TASK DESCRIPTION → Your copy of the data should leave out the images and match everything else exactly.

*** Opening of RECORDS FOR PROCESSING ***

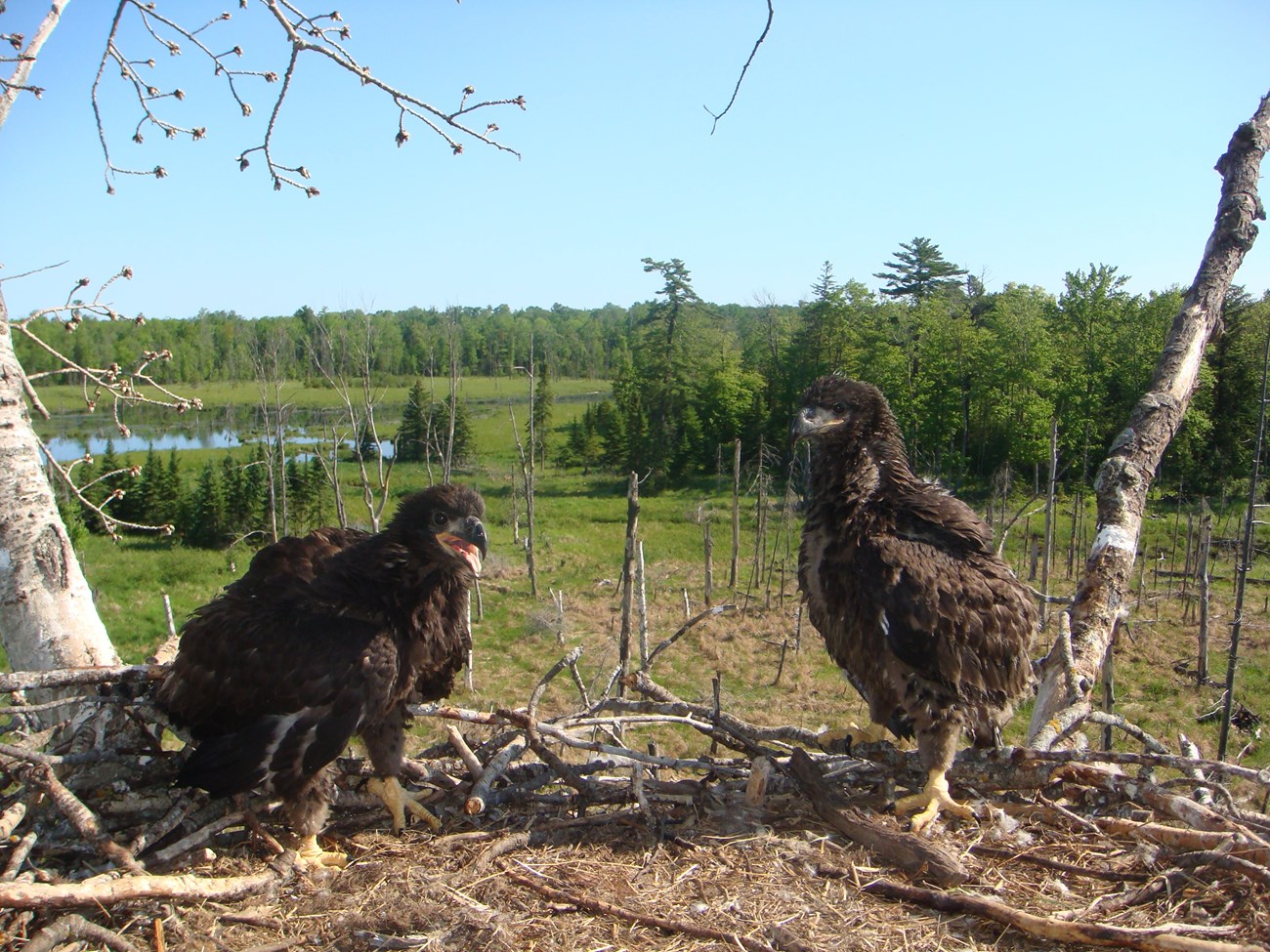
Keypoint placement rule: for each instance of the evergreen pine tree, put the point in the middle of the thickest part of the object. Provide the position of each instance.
(542, 401)
(410, 444)
(918, 270)
(203, 521)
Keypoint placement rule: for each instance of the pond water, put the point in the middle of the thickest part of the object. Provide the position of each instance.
(68, 436)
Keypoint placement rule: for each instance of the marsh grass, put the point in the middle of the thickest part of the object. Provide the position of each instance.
(580, 528)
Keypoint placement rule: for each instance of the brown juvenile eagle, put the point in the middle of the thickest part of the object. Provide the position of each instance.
(326, 636)
(900, 578)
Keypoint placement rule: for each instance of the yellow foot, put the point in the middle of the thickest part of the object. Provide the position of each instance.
(314, 857)
(932, 800)
(398, 800)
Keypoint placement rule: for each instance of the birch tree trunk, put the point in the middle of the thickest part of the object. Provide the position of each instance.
(47, 617)
(1130, 465)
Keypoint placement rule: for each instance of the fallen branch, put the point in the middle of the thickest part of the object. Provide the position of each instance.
(76, 928)
(914, 854)
(67, 677)
(108, 890)
(656, 922)
(1160, 938)
(41, 774)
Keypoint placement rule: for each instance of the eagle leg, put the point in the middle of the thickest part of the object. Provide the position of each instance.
(314, 857)
(932, 800)
(398, 800)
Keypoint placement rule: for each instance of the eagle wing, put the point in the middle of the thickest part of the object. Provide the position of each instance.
(258, 726)
(956, 617)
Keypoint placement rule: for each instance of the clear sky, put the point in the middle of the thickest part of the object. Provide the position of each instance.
(1025, 139)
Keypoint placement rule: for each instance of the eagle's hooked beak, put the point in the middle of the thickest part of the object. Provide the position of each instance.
(813, 419)
(468, 540)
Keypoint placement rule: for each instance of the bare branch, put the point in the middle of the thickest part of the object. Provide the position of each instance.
(743, 70)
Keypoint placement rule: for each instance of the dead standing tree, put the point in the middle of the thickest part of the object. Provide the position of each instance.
(1125, 475)
(47, 618)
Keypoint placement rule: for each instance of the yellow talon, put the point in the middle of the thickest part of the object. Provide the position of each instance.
(314, 857)
(932, 800)
(398, 800)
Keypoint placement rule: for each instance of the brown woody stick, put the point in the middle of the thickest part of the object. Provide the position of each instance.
(907, 850)
(106, 891)
(41, 774)
(1160, 938)
(602, 908)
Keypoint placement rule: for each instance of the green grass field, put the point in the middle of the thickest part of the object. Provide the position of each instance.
(579, 541)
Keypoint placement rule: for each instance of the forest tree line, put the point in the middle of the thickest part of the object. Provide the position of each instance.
(974, 377)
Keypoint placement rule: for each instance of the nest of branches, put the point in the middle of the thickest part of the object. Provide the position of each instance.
(574, 830)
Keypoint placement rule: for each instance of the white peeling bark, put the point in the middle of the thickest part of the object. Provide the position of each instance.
(1130, 465)
(47, 617)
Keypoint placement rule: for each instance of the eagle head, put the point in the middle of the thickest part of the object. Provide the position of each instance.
(843, 409)
(447, 517)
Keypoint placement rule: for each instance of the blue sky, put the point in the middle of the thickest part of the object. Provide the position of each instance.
(1025, 139)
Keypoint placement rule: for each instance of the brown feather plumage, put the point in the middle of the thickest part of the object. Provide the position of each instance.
(322, 638)
(900, 578)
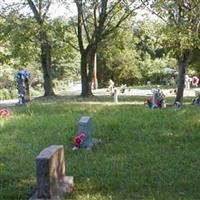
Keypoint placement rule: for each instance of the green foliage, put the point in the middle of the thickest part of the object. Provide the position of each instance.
(144, 154)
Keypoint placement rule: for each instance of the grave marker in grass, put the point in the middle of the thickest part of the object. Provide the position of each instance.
(50, 171)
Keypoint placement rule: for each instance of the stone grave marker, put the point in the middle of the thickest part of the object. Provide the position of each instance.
(50, 171)
(85, 128)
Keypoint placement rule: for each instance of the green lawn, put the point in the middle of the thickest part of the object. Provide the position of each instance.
(145, 154)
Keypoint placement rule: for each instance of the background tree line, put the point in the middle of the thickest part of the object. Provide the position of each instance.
(128, 50)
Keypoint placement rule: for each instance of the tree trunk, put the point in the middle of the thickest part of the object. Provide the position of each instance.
(182, 64)
(95, 81)
(84, 75)
(46, 66)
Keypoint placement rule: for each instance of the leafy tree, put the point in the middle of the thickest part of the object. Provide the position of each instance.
(182, 32)
(95, 21)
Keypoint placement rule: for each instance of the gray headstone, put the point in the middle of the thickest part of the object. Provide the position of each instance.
(85, 126)
(50, 171)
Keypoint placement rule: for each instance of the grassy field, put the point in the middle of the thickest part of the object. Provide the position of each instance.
(145, 154)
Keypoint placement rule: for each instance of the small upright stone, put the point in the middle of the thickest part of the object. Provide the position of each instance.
(50, 170)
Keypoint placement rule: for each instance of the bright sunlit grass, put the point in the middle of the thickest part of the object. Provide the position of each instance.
(145, 154)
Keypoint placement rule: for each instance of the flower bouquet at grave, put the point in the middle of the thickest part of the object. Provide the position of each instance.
(78, 140)
(4, 112)
(148, 101)
(196, 100)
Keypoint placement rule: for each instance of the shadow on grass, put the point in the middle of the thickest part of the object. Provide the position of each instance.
(145, 154)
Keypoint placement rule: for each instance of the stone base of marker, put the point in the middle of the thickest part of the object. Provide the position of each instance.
(66, 187)
(50, 170)
(93, 143)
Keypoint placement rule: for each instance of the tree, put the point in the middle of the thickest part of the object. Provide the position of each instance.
(40, 9)
(182, 32)
(95, 21)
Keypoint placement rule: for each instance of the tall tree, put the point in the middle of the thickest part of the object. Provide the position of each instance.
(95, 21)
(183, 28)
(40, 9)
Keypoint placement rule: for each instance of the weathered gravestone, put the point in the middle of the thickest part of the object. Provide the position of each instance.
(50, 171)
(84, 138)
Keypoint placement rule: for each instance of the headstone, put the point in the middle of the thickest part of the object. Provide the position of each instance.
(84, 138)
(50, 170)
(85, 126)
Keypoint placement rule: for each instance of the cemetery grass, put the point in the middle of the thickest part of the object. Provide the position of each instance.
(145, 154)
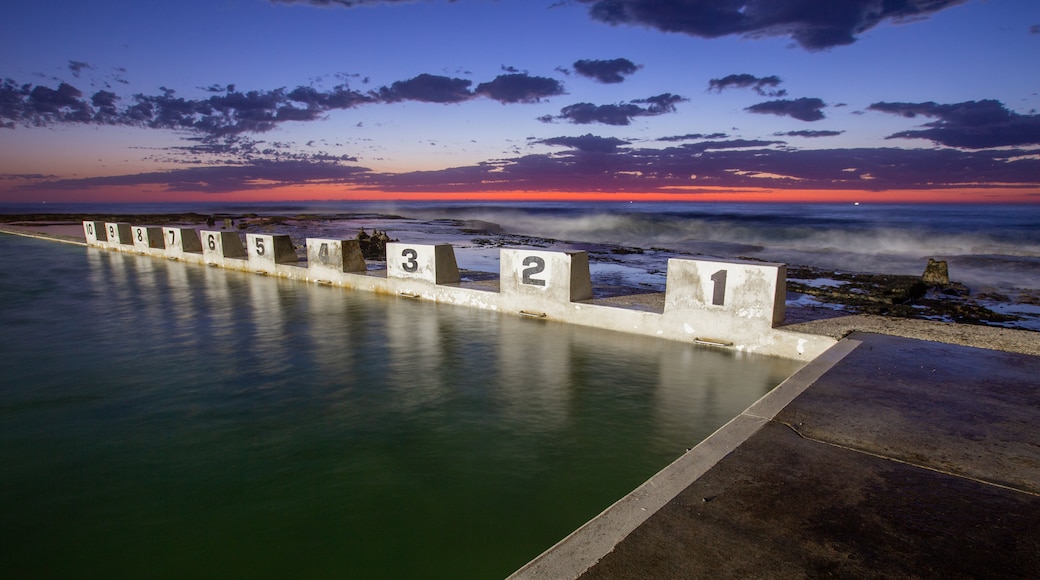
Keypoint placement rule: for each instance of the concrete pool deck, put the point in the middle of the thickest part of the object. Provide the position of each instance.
(903, 451)
(887, 456)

*** Close of RECORDS FOR PROCESSING ***

RESPONSE TO THIS EXERCISE →
Keypoint placement rule: for each instance of the evergreen pine tree, put the point in the middle of the thickest part of the object. Provide the position of each instance.
(542, 401)
(410, 444)
(918, 270)
(203, 521)
Keypoint placement rule: for each instance of the pond water, put the point in the middle of the thickest part of the object. Provide the position of each instance.
(68, 436)
Keypoint placement rule: for each instance of the marsh grass, put the point in the middle of the thickest part of the object. Provide the position of each instance.
(580, 528)
Keypoint placement rule: for each instance of the brown juvenile eagle, put the point in the middle of the thickest part of the object. Provide the position of each instance.
(326, 636)
(900, 578)
Keypoint placement rule: for each instance of the yellow foot, put the point in the middle of the thickest part of the object. Provide the position of each instance.
(314, 857)
(932, 800)
(398, 800)
Keypoint placement rule: for each instance of the birch tree trunk, put the point in the middle of the thickest part of the object. Provide the position of each instance.
(47, 617)
(1130, 465)
Keypoint placement rule: for each instance of the fallen branch, put the point in the middle of the thickest part of the object. Provide the position of each instance.
(76, 928)
(914, 854)
(67, 677)
(108, 890)
(656, 922)
(1160, 938)
(41, 774)
Keypoint placement rule: for each instance of the eagle leg, put the point in the middle of the thickest part of the object. Provide the position of each instance.
(314, 857)
(932, 800)
(398, 800)
Keypoint placement rule: for each instance of the eagle wing, put the point in the middle of the thickest part of the object. Provide the position of each instance.
(258, 726)
(956, 617)
Keypoint placement rule: for each instance of the clear sky, put the point in the middle of the thickest part of the object. Provide the position of each instance.
(1025, 139)
Keypoint placement rule: for each instance of the eagle's hooked beak, put the point in the middle of the thickest part of the object. Provide the position of each instance.
(813, 419)
(468, 540)
Keypoint placement rule: for each instance of the bare branch, put the point in the middle of the thickest part of the object. Provide the position of each instance.
(743, 70)
Keypoint placement rule: for each instance of the dead standing tree, put the point in the middle of the thickest part of the object. Provide the position of each instance.
(1125, 475)
(47, 618)
Keypoint placement rule: for each instance of the yellow talon, put the point in the middle of the thickest part of the object. Provide the position of each instance.
(314, 857)
(932, 800)
(398, 800)
Keypoint placement rule: for each instance of the brown woody stick, put the point in the middle of the thickest part of the object. Provide the position of each instance.
(907, 850)
(106, 891)
(41, 774)
(1160, 938)
(602, 908)
Keypoint placement rule: for each instance of the green grass field, put the point in the middle of the thickest part of the object. Provide the position of each instance.
(579, 541)
Keypoint placement rule: for each instance of the forest tree line, put the point in the middle of the thickest part of the object. Provide the position of each instance.
(974, 377)
Keypoint placement rule: for each instance of the nest of branches, put the point in the middle of the thickest part of the object. Provide the position of each instance.
(574, 830)
Keypoint placement rule: for each instance of the white peeling bark, put the point in the middle of the thickest part of the object. Provide the position of each instance.
(1130, 465)
(47, 617)
Keypoint placement rule: for each instance of the eagle head, put the point in the middle of the thickest part of the object. Provide the position of each instance.
(843, 409)
(447, 517)
Keypoint placement rule: for each instance of the blue sky, put the point in the middle of the thickest part of the object. Provide the position of each instance.
(1025, 139)
Keypoint placement rule: for each instance of the brown feather plumage, put the point in the middle of the thickest part of the object. Provide the position of each instance.
(322, 638)
(900, 578)
Keypoint placement rule: for each instance of the green foliage, put the point in the middle of the thickest part of the object. Provide the position of each instance.
(144, 154)
Keypoint placement rule: for each instance of the grave marker in grass, put the point in the middle of the thickest part of the object. Provide the position of each instance.
(50, 171)
Keypoint placement rule: for each instance of the stone grave marker, put the point in the middle of the thickest part of the object. Provide the position of each instance.
(50, 171)
(85, 128)
Keypoint placement rule: for each instance of the green lawn, put the point in the middle of the thickest part of the object. Provide the position of each instance.
(145, 154)
Keypoint placement rule: for each instance of the background tree line, put the point in the middle of the thickest part of the object. Provide the position of each instance.
(128, 50)
Keypoint placement rule: for each instance of the tree trunk, put the point in the middle of the thickest part of the object. Provide the position of each instance.
(182, 64)
(95, 81)
(84, 75)
(46, 66)
Keypoint placement rule: for each instance of the leafy tree, put the point in the middle of the thickest part of the object. Provide the position of each instance.
(182, 32)
(95, 21)
Keypoint placement rule: for each instance of the gray headstone, put the point in the middle of the thickest part of the object. Provide the position of each instance.
(85, 126)
(50, 171)
Keypoint placement rule: for each instance of the grassy field, put the point in the middle of the thickest part of the object. Provide the position of each instance.
(145, 154)
Keypoint placement rule: for each instance of the small upright stone, put the point in the middle of the thickest part of the object. Provide the position of each instance.
(50, 170)
Keypoint placement rule: for each instance of the bright sunlit grass, put the point in the middle of the thickest part of the object. Provide the position of each instance.
(145, 154)
Keypoint placement rule: for each instance of the flower bouquet at grave, put the point in the middle of the thickest part of the object. Provide the position of each instance.
(78, 140)
(4, 112)
(148, 101)
(196, 100)
Keypoint placement rule: for each instance of the shadow on grass, put the point in the middle of the thickest part of the object. Provide the position of each instance.
(145, 154)
Keypoint placement rule: for each instance of the stone base of marker, put the point in the middle of the thickest part of the object. Provide the position of each instance.
(66, 187)
(50, 170)
(93, 143)
Keypoint placement rule: for each instance of the tree, put the point in the middle of the thickest part of the object. Provide the position of each instance.
(40, 9)
(182, 32)
(95, 21)
Keypoint placement rule: for each instance of the tall tree, put the point in the middle of the thickest part of the object. Provide the position of each instance.
(95, 21)
(183, 28)
(40, 9)
Keypoint placement rule: for each instance of the weathered gravestone, put the point in the middle of the thickest part of the object. Provide the position of each instance.
(50, 171)
(84, 138)
Keypoint placement rule: for each instance of the headstone, put the point in the middle of the thickest part of the object. Provide the position of each instance.
(84, 138)
(50, 170)
(85, 126)
Keypoint placement rule: for each instance of the cemetery grass, put the point in the middle of the thickest part of the object. Provide the position of each instance.
(145, 154)
Keypoint placement rule: for each instance of the concrete pool deck, put the point in the middle of the thickest part of the object. Provide the position of each instance.
(903, 451)
(887, 456)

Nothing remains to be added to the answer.